What this task involves:
Reproduce the stretch of the giveaway thread from "## lkcampbell (Jun" through "formats (including Kindle).", switching "24 hours" to "48 hours".

# In Honor of My Birthday - FREE Novel Giveaway



## lkcampbell (Jun 25, 2009)

My birthday is tomorrow, and for the next 24 hours, I'm giving away a FREE novel. You can download it from Smashwords in a choice of 10 different formats (including Kindle).
http://www.smashwords.com/books/view/2573

A SOLDIER'S LOVE was my first novel written in the World War II women's fiction/romance genre. Word Count: 71,010 (approximate)
Blurb:
Katie McNeill is a shy clerk at the University of Maryland when in the fall of 1941, she finds herself caught between two very different men. One is Army officer, Ron Miller. The other is Jimmy Garrett, a young student determined to win Katie. On Sunday, December 7, all three of their lives are changed forever when innocence is lost and the future becomes uncertain.

Enjoy!


----------



## Lynn McNamee (Jan 8, 2009)

Happy Birthday!


----------



## luvmy4brats (Nov 9, 2008)

Happy Birthday!

I just downloaded your book. I plan on reading it as soon as I finish the book I started last night,


----------



## mumsicalwhimsy (Dec 4, 2008)

Happy Birthday, thanks for the gift.


----------



## Athenagwis (Apr 2, 2009)

Happy Birthday!! This was in my sample pile, so I appreciate the free download!!  Looking forward to reading it!!

Rachel


----------



## ladyknight33 (Feb 2, 2009)

Extracted entries:
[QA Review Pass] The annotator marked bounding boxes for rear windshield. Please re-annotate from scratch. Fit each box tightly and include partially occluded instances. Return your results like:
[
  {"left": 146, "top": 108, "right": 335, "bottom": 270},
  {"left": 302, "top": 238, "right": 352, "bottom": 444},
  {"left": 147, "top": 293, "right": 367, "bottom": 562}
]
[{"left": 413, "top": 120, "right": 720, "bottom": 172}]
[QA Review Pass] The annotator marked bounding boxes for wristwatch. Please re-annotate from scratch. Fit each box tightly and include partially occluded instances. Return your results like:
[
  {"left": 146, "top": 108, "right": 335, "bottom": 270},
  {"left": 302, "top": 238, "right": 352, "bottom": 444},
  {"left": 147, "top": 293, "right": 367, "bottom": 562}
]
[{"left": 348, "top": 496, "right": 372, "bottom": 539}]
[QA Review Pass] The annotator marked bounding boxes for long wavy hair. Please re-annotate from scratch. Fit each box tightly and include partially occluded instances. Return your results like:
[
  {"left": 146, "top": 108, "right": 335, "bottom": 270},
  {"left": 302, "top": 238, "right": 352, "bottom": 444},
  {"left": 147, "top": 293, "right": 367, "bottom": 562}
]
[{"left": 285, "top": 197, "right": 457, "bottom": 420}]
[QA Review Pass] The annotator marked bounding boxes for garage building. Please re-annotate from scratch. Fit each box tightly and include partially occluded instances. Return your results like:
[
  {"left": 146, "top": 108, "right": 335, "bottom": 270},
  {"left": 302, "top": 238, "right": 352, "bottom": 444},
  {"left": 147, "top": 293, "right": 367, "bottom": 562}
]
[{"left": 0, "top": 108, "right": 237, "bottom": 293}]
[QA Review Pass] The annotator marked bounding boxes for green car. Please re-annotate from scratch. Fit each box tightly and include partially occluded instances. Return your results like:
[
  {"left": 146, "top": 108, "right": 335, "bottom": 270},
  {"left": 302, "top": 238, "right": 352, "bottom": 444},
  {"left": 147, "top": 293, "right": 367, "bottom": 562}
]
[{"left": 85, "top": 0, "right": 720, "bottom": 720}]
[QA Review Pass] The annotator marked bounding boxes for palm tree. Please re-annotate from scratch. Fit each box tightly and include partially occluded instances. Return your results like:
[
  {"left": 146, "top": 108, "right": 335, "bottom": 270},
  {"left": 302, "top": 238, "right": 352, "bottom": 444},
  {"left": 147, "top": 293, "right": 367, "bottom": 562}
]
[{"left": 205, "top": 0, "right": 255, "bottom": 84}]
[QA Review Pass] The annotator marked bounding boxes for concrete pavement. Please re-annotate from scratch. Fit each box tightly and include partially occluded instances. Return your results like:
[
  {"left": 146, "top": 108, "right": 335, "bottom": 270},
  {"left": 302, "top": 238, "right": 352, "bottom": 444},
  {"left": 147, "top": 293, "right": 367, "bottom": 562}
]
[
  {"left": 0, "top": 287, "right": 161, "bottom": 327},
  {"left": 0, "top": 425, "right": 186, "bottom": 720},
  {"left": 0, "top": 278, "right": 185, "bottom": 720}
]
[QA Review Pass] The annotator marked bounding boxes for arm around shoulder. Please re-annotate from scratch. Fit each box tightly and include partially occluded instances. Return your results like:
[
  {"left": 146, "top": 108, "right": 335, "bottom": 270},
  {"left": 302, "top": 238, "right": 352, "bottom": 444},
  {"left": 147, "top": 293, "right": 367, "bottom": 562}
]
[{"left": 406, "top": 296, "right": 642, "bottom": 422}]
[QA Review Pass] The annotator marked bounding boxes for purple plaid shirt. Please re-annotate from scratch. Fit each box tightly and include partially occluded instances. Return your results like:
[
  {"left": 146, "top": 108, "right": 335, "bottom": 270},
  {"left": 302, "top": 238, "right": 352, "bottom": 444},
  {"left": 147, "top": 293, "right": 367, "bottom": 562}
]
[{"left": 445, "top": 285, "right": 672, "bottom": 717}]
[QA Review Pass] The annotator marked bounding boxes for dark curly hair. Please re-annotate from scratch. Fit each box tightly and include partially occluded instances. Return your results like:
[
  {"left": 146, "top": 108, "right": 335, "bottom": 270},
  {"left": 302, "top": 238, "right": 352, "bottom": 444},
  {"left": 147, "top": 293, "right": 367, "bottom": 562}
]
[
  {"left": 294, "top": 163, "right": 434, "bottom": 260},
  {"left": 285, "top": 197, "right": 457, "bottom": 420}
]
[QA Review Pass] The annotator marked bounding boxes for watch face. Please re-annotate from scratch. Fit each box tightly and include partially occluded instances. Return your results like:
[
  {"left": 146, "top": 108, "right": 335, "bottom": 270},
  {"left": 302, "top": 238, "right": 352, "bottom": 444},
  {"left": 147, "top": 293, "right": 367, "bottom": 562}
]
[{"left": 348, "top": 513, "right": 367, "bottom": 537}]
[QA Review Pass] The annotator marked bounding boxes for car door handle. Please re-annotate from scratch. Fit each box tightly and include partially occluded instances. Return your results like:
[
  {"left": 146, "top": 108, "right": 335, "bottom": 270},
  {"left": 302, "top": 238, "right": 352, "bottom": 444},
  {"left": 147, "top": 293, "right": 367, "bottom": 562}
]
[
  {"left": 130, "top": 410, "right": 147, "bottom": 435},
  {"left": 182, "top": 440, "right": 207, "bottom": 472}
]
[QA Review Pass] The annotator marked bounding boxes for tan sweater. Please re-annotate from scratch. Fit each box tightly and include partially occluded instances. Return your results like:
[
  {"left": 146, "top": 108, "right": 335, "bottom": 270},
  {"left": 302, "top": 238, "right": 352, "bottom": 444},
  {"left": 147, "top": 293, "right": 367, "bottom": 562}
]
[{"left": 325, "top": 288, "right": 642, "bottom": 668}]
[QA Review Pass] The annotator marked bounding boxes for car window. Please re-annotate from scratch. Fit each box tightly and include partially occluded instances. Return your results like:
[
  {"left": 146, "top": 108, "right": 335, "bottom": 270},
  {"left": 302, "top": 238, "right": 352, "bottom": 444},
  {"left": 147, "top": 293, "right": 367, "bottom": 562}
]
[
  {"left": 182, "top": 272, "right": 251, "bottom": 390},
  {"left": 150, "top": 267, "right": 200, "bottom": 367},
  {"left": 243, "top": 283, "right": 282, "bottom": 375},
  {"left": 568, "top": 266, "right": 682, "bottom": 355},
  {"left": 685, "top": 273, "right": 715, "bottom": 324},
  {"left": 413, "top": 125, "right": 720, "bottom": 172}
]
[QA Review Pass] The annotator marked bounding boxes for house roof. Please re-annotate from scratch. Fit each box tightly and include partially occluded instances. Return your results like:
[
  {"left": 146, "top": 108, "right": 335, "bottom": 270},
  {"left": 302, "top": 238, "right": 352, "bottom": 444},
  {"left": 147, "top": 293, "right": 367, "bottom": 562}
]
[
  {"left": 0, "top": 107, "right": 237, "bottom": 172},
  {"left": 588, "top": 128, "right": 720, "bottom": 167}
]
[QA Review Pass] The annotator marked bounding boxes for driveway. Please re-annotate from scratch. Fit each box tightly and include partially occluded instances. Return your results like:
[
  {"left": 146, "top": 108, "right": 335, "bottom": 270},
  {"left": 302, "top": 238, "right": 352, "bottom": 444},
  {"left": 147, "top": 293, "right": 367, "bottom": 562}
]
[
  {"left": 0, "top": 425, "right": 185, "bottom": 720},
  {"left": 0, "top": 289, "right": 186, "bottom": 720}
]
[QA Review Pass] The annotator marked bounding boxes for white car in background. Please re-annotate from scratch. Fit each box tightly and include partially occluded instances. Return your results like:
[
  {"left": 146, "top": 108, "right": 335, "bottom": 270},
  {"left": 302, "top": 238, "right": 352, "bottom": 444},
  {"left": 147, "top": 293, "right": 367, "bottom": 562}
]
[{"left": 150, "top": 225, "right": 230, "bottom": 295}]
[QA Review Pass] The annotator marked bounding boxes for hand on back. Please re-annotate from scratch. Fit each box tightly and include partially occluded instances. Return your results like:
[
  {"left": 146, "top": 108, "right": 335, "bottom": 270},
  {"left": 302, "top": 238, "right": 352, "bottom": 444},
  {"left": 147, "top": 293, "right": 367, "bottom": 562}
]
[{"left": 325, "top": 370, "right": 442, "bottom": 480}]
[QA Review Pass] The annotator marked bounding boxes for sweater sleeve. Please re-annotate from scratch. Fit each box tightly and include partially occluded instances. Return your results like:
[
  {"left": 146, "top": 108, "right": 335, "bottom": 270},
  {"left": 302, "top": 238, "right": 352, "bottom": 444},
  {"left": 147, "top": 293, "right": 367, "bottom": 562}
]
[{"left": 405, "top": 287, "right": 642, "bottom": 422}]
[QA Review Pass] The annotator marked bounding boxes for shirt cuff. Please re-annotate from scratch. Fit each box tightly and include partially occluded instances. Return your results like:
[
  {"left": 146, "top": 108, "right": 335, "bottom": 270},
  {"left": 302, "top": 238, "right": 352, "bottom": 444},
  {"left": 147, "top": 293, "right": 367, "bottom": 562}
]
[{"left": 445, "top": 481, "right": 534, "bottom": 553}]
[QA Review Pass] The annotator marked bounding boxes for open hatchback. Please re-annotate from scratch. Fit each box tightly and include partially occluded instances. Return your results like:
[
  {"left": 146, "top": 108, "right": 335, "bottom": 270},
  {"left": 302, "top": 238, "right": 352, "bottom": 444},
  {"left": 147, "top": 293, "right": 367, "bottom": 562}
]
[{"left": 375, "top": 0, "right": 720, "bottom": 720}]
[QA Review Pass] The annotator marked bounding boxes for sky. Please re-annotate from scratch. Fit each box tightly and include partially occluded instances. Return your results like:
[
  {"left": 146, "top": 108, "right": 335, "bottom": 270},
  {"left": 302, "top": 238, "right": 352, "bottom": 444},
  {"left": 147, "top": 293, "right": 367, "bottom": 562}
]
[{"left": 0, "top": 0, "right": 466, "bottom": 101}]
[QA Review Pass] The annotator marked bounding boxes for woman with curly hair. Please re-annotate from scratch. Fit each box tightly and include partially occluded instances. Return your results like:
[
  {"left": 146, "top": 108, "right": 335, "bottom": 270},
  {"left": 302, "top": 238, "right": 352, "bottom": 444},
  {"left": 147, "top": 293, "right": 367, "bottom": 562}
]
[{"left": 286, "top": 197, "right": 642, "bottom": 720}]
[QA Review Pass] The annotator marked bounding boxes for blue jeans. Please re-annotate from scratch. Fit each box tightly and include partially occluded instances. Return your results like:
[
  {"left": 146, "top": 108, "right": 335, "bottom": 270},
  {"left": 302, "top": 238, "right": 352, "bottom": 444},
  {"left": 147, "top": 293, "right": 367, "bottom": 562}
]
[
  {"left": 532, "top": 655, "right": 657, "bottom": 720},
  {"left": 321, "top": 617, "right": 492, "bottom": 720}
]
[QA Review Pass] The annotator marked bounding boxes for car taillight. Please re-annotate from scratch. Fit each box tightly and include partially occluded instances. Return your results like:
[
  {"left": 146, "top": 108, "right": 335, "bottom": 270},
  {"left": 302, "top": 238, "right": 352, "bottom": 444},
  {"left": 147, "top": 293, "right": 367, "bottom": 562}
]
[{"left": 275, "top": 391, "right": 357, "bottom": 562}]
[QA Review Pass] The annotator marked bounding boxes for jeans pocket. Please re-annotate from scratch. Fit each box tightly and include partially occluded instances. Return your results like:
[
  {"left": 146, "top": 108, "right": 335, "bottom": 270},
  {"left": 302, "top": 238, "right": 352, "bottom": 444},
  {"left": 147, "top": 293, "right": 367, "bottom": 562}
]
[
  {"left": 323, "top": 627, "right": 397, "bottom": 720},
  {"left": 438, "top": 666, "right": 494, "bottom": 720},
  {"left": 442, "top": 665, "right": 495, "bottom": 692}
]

Completed exercise:
## lkcampbell (Jun 25, 2009)

My birthday is tomorrow, and for the next 48 hours, I'm giving away a FREE novel. You can download it from Smashwords in a choice of 10 different formats (including Kindle).